(Stored entries)
· · · · · · ·

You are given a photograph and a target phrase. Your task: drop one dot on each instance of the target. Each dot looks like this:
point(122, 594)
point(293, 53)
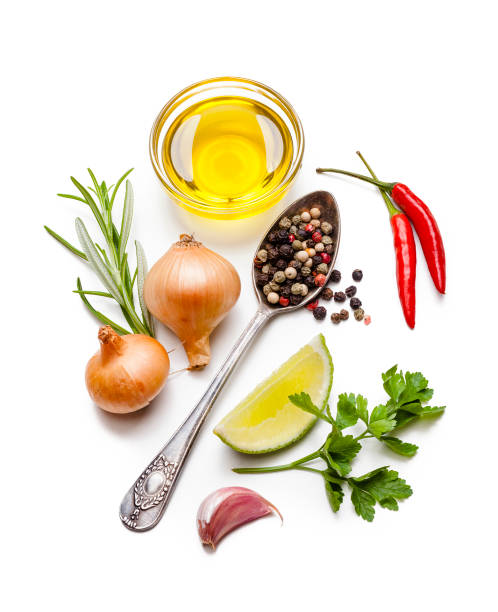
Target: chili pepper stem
point(382, 184)
point(390, 206)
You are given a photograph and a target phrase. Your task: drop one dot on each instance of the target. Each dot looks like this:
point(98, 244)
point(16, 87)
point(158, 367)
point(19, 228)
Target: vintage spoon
point(145, 502)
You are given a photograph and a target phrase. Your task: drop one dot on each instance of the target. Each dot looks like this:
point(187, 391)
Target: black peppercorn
point(282, 236)
point(286, 251)
point(320, 313)
point(261, 279)
point(273, 254)
point(335, 277)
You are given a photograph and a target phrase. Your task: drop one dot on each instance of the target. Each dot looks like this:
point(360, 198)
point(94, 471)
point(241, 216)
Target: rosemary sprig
point(110, 263)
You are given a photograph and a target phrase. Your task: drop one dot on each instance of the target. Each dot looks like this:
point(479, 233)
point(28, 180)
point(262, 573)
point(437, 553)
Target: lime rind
point(319, 346)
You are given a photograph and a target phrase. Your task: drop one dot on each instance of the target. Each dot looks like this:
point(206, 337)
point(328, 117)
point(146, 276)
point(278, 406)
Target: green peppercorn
point(359, 314)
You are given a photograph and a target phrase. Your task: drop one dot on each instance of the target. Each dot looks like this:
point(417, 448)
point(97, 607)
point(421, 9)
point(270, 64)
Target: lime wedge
point(266, 420)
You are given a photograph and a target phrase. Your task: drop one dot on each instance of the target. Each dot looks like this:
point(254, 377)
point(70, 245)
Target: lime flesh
point(266, 420)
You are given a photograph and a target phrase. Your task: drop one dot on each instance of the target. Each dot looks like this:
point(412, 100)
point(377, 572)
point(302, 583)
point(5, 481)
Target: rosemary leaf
point(141, 273)
point(66, 243)
point(101, 317)
point(126, 221)
point(97, 262)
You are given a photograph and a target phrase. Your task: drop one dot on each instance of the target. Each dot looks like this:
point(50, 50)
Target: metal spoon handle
point(144, 504)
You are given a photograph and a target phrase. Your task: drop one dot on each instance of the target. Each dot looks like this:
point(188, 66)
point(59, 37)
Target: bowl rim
point(199, 205)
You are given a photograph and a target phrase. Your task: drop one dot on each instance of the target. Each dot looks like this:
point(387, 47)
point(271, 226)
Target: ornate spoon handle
point(144, 504)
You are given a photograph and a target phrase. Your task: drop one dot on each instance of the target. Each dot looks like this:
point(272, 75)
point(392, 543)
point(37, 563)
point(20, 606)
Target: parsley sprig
point(408, 395)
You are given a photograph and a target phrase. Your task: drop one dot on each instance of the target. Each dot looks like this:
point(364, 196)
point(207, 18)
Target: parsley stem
point(278, 468)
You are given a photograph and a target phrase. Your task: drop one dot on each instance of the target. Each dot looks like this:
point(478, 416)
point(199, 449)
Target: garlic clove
point(228, 508)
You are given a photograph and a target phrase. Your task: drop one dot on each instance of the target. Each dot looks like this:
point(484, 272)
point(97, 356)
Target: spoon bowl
point(327, 204)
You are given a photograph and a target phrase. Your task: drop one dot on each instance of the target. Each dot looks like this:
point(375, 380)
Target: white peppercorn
point(290, 273)
point(326, 227)
point(262, 255)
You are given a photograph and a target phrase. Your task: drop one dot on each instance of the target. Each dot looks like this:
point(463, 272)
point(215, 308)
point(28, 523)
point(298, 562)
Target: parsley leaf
point(338, 451)
point(363, 503)
point(346, 411)
point(402, 448)
point(381, 420)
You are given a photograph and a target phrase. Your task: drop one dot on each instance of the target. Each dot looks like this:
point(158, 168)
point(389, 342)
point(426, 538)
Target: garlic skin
point(228, 508)
point(127, 372)
point(191, 289)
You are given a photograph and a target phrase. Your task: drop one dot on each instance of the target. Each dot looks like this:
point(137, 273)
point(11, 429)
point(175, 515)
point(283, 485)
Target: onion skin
point(191, 289)
point(127, 372)
point(228, 508)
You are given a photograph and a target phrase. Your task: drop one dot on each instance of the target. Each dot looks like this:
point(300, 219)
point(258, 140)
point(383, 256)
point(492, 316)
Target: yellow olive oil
point(227, 151)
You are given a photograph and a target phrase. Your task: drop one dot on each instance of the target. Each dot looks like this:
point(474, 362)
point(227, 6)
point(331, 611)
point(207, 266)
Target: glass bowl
point(224, 87)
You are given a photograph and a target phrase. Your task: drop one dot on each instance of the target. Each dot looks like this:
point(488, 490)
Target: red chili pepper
point(423, 221)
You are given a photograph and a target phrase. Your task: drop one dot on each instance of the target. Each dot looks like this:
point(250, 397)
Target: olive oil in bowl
point(227, 147)
point(227, 150)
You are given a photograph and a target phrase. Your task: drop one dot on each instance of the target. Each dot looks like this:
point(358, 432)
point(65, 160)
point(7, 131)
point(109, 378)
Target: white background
point(410, 83)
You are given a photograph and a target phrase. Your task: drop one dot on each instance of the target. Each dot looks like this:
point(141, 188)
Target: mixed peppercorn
point(319, 312)
point(295, 258)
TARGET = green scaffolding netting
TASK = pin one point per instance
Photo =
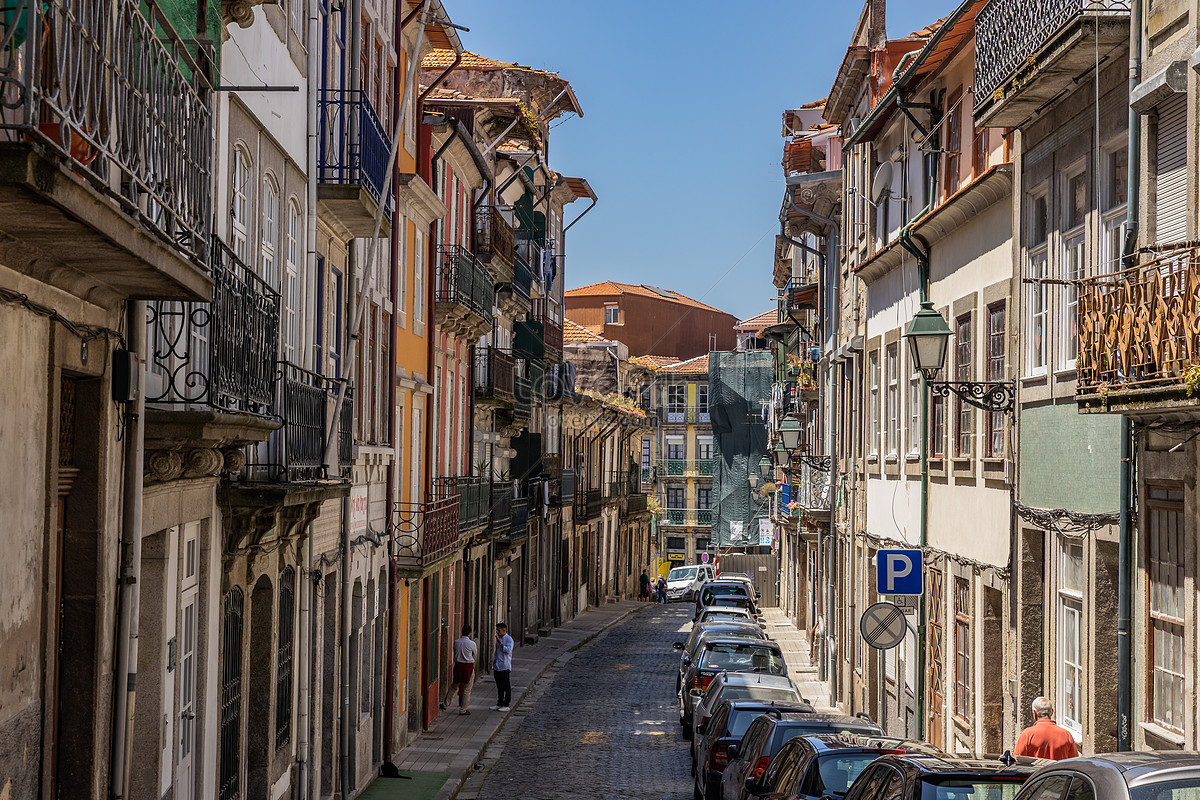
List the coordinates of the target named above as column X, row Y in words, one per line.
column 738, row 384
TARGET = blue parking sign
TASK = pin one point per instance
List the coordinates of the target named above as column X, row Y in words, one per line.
column 898, row 572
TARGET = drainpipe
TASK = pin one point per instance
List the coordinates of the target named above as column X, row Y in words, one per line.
column 1125, row 541
column 125, row 675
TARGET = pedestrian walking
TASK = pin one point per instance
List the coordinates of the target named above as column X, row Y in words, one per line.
column 465, row 650
column 502, row 667
column 1045, row 738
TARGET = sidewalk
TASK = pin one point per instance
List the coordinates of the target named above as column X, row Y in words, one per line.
column 442, row 757
column 795, row 644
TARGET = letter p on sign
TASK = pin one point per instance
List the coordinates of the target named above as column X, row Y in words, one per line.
column 899, row 572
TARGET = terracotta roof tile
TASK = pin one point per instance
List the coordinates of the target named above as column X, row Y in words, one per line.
column 759, row 322
column 696, row 366
column 646, row 290
column 576, row 334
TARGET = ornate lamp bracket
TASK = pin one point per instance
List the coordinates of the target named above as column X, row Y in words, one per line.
column 989, row 396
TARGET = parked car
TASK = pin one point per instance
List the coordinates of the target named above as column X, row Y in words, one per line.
column 683, row 582
column 1117, row 776
column 726, row 654
column 943, row 777
column 689, row 648
column 739, row 686
column 709, row 747
column 825, row 765
column 714, row 589
column 750, row 759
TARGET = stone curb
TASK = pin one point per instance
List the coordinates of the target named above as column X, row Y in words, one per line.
column 454, row 785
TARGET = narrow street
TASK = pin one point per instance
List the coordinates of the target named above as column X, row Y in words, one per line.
column 606, row 726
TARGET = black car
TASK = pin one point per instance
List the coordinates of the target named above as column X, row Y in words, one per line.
column 1117, row 776
column 810, row 768
column 713, row 739
column 750, row 759
column 942, row 777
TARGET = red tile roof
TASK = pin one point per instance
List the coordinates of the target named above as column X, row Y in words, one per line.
column 646, row 290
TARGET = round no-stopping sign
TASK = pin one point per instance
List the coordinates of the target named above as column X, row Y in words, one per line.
column 882, row 626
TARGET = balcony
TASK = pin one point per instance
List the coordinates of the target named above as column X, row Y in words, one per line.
column 1029, row 52
column 493, row 373
column 297, row 452
column 493, row 236
column 1139, row 337
column 106, row 149
column 352, row 163
column 465, row 293
column 473, row 494
column 425, row 534
column 552, row 330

· · · · · · ·

## Task statement:
Rewrite the entries from the line with "TARGET = terracotta roof tile" up to and including the line with "column 989, row 396" as a two-column CSV headed request and answer. Give one row per entry, with each field quoted and its line breaks replaced by spaces.

## Answer for this exercise:
request,answer
"TARGET = terracotta roof tile TASK = pin one point per instance List the coordinates of the target named above as column X, row Y in words, one per line.","column 759, row 322 column 696, row 366 column 646, row 290 column 576, row 334"
"TARGET = ornate lamp bracket TASK = pin one point per instance List the coordinates of the target named above as column X, row Y in words, one per line.","column 989, row 396"